• **REQUIREMENT**: A complete answer includes every line below with the word "blue".

• **SOURCE INFORMATION**:

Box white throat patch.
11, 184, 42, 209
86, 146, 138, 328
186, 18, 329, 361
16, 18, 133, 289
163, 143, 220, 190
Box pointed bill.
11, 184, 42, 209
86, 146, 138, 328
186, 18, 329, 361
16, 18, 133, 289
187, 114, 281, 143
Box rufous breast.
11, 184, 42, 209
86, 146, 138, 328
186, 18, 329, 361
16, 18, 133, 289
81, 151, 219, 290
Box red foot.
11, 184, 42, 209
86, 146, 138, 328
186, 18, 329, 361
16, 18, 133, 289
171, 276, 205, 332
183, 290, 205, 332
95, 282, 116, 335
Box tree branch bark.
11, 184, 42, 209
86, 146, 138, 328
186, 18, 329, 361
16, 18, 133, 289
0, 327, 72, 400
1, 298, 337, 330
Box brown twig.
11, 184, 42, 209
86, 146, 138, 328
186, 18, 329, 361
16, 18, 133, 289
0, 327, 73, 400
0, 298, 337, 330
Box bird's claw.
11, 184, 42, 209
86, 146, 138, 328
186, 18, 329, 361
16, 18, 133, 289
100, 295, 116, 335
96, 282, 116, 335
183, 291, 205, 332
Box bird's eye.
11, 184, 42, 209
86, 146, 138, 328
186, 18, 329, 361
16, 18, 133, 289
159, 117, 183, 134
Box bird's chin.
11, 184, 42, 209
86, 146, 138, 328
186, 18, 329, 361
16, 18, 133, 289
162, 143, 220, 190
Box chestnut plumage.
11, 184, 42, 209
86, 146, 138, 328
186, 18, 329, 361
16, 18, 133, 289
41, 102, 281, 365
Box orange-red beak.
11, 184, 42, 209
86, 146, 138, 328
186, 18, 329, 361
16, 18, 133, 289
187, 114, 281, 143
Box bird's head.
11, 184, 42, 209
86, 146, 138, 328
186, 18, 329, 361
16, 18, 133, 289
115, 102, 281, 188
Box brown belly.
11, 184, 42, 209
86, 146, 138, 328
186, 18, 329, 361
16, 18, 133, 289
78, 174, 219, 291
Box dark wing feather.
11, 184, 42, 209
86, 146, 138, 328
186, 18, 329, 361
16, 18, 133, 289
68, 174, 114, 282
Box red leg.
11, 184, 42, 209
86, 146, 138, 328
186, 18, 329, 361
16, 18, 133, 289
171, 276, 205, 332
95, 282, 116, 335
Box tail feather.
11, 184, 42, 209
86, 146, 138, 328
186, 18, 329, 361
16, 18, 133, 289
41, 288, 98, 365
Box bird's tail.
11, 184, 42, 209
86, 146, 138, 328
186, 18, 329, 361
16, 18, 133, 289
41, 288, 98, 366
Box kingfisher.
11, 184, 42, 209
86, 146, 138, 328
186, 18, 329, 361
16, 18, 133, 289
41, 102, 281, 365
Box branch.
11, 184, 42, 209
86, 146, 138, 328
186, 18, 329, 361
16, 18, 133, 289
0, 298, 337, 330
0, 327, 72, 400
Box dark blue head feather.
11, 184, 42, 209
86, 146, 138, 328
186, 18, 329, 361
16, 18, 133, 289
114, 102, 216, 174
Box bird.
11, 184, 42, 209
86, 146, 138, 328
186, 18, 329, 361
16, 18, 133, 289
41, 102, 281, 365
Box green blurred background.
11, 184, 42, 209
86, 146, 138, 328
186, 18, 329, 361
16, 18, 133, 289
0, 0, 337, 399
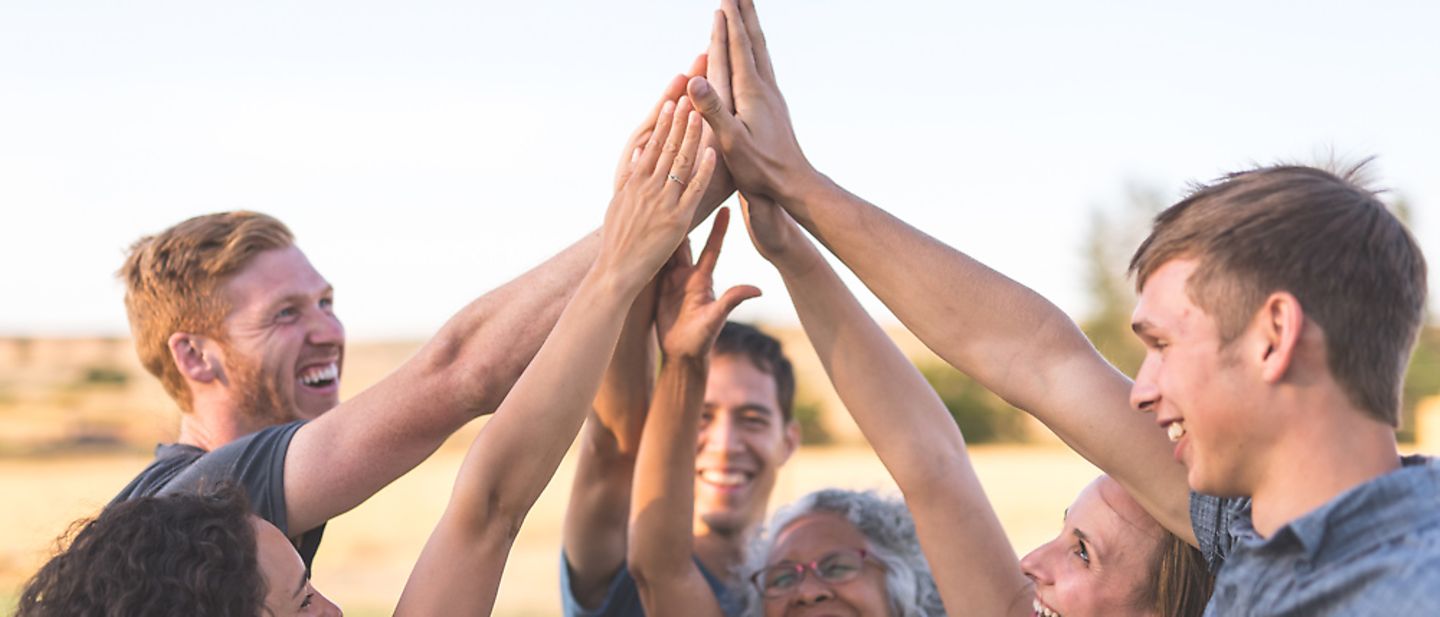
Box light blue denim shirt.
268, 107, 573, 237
1192, 455, 1440, 616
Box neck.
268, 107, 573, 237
1248, 407, 1400, 537
177, 398, 264, 451
692, 518, 757, 578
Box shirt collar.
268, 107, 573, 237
1241, 455, 1440, 560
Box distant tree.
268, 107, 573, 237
1079, 182, 1166, 376
917, 361, 1027, 444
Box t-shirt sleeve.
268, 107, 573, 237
559, 551, 637, 617
158, 420, 307, 536
1189, 491, 1244, 573
557, 551, 743, 617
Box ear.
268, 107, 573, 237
780, 419, 802, 463
168, 332, 221, 384
1255, 292, 1305, 384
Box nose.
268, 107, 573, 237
790, 571, 835, 606
1019, 538, 1058, 586
306, 307, 345, 348
699, 411, 745, 456
1129, 355, 1160, 413
315, 588, 343, 616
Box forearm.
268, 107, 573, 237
780, 179, 1194, 544
776, 249, 1030, 614
627, 357, 708, 585
411, 229, 602, 420
450, 268, 636, 528
562, 284, 656, 598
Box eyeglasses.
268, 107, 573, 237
749, 548, 872, 597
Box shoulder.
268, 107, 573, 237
110, 443, 206, 503
560, 552, 642, 617
158, 420, 309, 530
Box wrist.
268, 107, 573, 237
776, 168, 834, 217
580, 262, 643, 310
770, 241, 825, 279
661, 350, 710, 374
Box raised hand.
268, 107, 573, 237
598, 96, 718, 290
687, 0, 816, 202
613, 56, 706, 193
654, 208, 761, 361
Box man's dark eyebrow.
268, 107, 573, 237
736, 403, 776, 417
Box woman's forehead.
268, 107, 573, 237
771, 511, 866, 559
1070, 477, 1163, 549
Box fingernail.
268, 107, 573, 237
662, 100, 675, 114
692, 79, 711, 96
678, 95, 689, 109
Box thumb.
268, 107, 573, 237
688, 76, 742, 142
713, 284, 762, 318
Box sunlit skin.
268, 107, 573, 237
217, 245, 346, 424
1020, 476, 1162, 617
693, 353, 799, 538
1129, 258, 1270, 497
761, 512, 890, 617
252, 516, 343, 616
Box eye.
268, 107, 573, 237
1073, 539, 1090, 565
276, 306, 299, 322
764, 565, 800, 589
319, 297, 334, 312
300, 592, 314, 609
742, 412, 771, 428
817, 558, 860, 580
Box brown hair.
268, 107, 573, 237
1140, 532, 1214, 617
18, 485, 266, 617
714, 321, 796, 422
119, 211, 293, 412
1129, 162, 1427, 425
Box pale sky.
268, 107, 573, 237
3, 0, 1437, 338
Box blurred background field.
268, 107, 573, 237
3, 327, 1439, 615
0, 442, 1100, 616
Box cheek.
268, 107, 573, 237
858, 570, 891, 612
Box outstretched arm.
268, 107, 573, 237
689, 0, 1193, 544
561, 44, 739, 608
741, 192, 1031, 615
628, 209, 759, 617
395, 95, 719, 617
561, 282, 656, 607
281, 63, 730, 538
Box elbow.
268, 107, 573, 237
415, 340, 510, 419
451, 485, 530, 546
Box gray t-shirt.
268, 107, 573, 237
111, 420, 325, 568
1191, 455, 1440, 615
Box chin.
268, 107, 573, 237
698, 509, 752, 536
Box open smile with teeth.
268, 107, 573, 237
1166, 420, 1187, 442
299, 362, 339, 388
699, 470, 752, 488
1033, 598, 1062, 617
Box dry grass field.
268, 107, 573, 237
0, 440, 1101, 616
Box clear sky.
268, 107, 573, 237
3, 0, 1437, 338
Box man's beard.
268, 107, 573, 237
227, 353, 296, 427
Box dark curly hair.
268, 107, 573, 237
17, 485, 267, 617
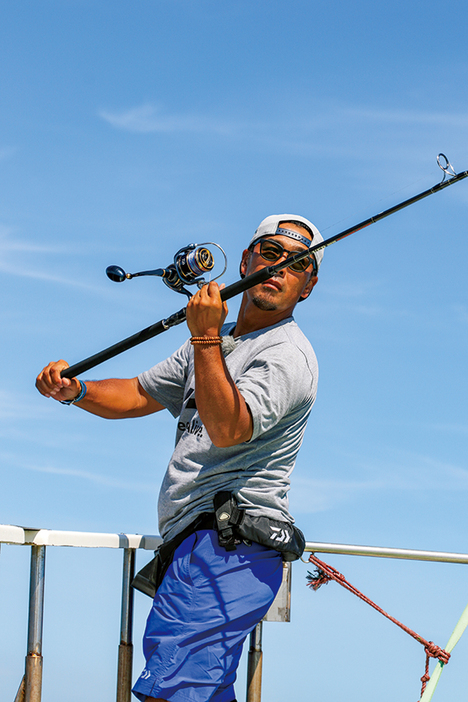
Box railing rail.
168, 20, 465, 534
304, 540, 468, 564
2, 524, 468, 702
5, 526, 468, 565
0, 524, 162, 549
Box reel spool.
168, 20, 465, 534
106, 242, 227, 299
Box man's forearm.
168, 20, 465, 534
36, 360, 165, 419
73, 378, 164, 419
193, 346, 253, 447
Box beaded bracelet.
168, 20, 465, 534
190, 336, 223, 345
60, 381, 88, 405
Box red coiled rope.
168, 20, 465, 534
307, 553, 450, 700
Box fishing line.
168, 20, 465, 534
319, 174, 429, 234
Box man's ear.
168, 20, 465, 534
239, 249, 251, 279
300, 275, 318, 301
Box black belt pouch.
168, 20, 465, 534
131, 512, 214, 599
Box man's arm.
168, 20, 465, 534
186, 282, 253, 447
35, 360, 165, 419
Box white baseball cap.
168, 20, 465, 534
249, 214, 324, 271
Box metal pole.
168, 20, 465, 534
246, 622, 263, 702
304, 540, 468, 563
24, 545, 46, 702
116, 548, 135, 702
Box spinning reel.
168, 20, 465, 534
106, 242, 227, 299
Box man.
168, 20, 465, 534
36, 214, 324, 702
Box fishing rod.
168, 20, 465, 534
61, 154, 468, 380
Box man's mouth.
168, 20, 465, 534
262, 278, 282, 292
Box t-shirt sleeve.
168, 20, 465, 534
235, 343, 316, 441
138, 340, 191, 418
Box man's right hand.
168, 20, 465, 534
35, 363, 165, 418
35, 360, 81, 402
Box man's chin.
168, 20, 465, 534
251, 294, 278, 311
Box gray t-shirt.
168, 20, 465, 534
138, 317, 318, 541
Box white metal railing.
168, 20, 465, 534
2, 524, 468, 702
1, 525, 161, 702
304, 540, 468, 564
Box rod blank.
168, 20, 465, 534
61, 167, 468, 380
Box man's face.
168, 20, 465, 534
240, 222, 318, 313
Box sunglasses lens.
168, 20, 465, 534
259, 241, 282, 261
289, 259, 310, 272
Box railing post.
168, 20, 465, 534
116, 548, 135, 702
246, 622, 263, 702
22, 544, 46, 702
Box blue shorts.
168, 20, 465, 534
132, 529, 283, 702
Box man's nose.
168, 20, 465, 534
274, 262, 286, 277
275, 251, 291, 275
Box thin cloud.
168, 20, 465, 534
97, 101, 468, 177
366, 415, 468, 438
292, 450, 468, 513
291, 476, 386, 513
358, 450, 468, 491
405, 452, 468, 487
344, 106, 468, 129
99, 103, 234, 135
3, 453, 157, 492
0, 240, 70, 254
0, 226, 80, 255
0, 259, 109, 292
0, 391, 54, 421
99, 101, 468, 136
0, 230, 113, 292
405, 420, 468, 437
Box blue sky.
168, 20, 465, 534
1, 1, 468, 700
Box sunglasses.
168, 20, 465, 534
252, 239, 317, 274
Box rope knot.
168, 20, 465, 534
424, 642, 450, 665
306, 568, 332, 591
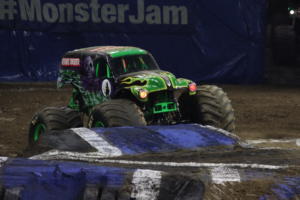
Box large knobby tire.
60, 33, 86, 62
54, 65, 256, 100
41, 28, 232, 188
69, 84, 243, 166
88, 99, 146, 128
28, 107, 82, 146
191, 85, 235, 132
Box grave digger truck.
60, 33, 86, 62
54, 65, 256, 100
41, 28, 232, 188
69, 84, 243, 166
28, 46, 235, 145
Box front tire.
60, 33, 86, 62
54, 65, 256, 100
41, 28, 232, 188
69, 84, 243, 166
190, 85, 235, 132
88, 99, 146, 128
28, 107, 82, 146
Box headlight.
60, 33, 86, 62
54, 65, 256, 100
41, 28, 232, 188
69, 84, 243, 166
139, 89, 148, 99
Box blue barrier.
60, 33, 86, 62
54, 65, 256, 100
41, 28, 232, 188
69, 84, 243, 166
259, 177, 300, 200
0, 0, 266, 83
1, 158, 129, 199
94, 124, 237, 155
0, 158, 205, 200
1, 124, 300, 199
1, 158, 299, 200
34, 124, 238, 156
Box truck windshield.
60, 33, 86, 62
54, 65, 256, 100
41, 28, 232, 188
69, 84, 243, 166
110, 54, 159, 76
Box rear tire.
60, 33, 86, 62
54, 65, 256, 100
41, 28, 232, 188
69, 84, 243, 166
88, 99, 146, 128
28, 107, 82, 146
190, 85, 235, 132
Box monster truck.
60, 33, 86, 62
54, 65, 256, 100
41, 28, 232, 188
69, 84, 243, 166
28, 46, 235, 145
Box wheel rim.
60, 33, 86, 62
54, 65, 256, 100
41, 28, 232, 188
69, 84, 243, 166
94, 121, 105, 128
33, 123, 46, 142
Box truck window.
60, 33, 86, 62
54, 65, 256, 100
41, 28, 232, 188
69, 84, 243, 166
94, 57, 110, 78
111, 54, 159, 76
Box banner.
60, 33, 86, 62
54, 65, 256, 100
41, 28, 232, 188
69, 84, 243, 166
0, 0, 267, 83
0, 0, 193, 33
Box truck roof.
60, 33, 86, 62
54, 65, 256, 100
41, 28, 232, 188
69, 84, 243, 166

• **RESPONSE TO THIS TASK**:
Box dark blue head feather.
Box light blue denim shirt.
Box blue shorts.
Box blue sky.
Box blue barrier.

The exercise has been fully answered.